→ **Aangeboden tekst**
◇ ◇ ◇ ◇ ◇ ◇ ◇

BD.8997
17 juni 1965
Regelgeving van tijd en ruimte - Toestand van het nog onvolmaakte
U kunt met zekerheid aannemen, dat Ik ooit volkomen zal slagen in mijn werk van het terugvoeren. Dat Ik Mij van geen enkel wezen zal afwenden, dat elk wezen de weg naar het huis van de Vader zal gaan. Dat ook mijn eerst gevallen geest ooit uit zichzelf naar Mij terugkeert en dat daarom het lot van geen enkel wezen ooit uitzichtloos genoemd zou kunnen worden, zelfs wanneer het zich nog eeuwigheden van Mij verwijderd houdt. Want daarvoor staat mijn liefde garant, welke nooit zal ophouden voor elk wezen te zorgen dat ooit van Mij uit tot stand gekomen is. Want aangezien voor Mij van geen enkele tijd- en ruimtebepaling sprake is, betekent het ook niet wat u verstaat onder eeuwigheid.

◇ ◇ ◇ ◇ ◇ ◇ ◇

→ **Te onderzoeken gegevens**
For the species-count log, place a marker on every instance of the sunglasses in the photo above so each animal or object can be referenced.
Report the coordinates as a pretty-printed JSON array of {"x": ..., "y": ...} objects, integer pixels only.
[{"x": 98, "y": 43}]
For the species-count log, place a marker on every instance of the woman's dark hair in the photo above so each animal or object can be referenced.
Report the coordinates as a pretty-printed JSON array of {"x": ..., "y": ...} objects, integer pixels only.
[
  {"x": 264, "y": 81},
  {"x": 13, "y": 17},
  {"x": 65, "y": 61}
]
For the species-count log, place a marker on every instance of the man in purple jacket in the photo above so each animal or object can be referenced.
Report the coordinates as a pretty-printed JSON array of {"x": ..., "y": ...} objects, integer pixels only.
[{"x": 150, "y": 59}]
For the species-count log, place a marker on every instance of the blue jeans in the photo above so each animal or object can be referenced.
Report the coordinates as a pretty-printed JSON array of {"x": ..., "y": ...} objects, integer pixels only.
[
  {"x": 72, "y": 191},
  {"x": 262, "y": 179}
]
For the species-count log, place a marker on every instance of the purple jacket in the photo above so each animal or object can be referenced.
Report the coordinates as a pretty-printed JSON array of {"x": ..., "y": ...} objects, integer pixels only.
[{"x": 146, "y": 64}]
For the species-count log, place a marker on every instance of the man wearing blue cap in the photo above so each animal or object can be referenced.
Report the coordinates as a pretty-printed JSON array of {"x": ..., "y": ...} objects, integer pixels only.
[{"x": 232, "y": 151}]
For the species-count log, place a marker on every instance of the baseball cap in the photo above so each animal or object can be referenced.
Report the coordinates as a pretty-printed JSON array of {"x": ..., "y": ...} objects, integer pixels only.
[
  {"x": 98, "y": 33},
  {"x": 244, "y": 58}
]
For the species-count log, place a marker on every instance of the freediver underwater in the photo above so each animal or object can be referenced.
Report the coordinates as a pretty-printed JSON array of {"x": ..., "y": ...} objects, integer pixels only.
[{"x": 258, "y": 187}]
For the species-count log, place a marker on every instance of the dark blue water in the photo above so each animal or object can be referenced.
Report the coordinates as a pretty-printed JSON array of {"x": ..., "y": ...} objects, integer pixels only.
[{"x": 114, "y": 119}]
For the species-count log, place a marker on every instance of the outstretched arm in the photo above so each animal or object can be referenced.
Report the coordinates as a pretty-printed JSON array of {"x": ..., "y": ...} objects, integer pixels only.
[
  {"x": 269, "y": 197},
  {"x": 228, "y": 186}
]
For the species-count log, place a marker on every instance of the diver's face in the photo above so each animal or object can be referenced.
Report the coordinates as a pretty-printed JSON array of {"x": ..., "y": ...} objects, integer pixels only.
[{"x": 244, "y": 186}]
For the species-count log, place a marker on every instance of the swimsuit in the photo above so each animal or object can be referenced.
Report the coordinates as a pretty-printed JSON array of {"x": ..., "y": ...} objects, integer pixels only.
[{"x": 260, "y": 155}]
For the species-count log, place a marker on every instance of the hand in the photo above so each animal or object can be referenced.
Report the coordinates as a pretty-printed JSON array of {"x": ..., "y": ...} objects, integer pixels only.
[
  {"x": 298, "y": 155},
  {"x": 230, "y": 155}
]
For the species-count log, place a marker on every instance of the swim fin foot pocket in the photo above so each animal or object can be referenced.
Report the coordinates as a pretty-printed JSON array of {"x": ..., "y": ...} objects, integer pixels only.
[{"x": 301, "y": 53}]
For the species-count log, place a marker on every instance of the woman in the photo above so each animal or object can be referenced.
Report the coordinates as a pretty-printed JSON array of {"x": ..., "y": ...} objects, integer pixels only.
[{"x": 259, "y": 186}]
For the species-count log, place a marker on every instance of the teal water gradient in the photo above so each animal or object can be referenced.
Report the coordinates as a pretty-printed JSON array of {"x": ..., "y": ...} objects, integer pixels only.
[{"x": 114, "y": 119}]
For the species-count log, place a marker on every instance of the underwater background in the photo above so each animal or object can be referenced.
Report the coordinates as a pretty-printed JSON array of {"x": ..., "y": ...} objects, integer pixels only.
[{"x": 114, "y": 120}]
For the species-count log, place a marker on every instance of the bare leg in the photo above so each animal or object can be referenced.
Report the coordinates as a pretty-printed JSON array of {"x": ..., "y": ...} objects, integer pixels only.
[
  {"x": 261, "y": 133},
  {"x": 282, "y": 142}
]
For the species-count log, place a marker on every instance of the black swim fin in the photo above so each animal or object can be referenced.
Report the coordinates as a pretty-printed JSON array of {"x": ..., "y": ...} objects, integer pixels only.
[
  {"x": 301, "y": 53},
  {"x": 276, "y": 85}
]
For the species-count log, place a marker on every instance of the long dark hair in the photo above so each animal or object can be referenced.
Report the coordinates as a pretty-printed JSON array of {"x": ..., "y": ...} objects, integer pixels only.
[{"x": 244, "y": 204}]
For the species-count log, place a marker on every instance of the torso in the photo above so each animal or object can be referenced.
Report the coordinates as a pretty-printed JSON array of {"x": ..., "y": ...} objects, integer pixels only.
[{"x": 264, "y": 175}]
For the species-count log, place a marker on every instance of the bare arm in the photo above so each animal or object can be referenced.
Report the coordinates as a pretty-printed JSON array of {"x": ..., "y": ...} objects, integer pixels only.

◇ ◇ ◇ ◇ ◇ ◇ ◇

→ **Opdracht**
Noem de weg die elk wezen volgens de aangeboden tekst zal gaan.

→ **Antwoord**
De weg naar het huis van de Vader.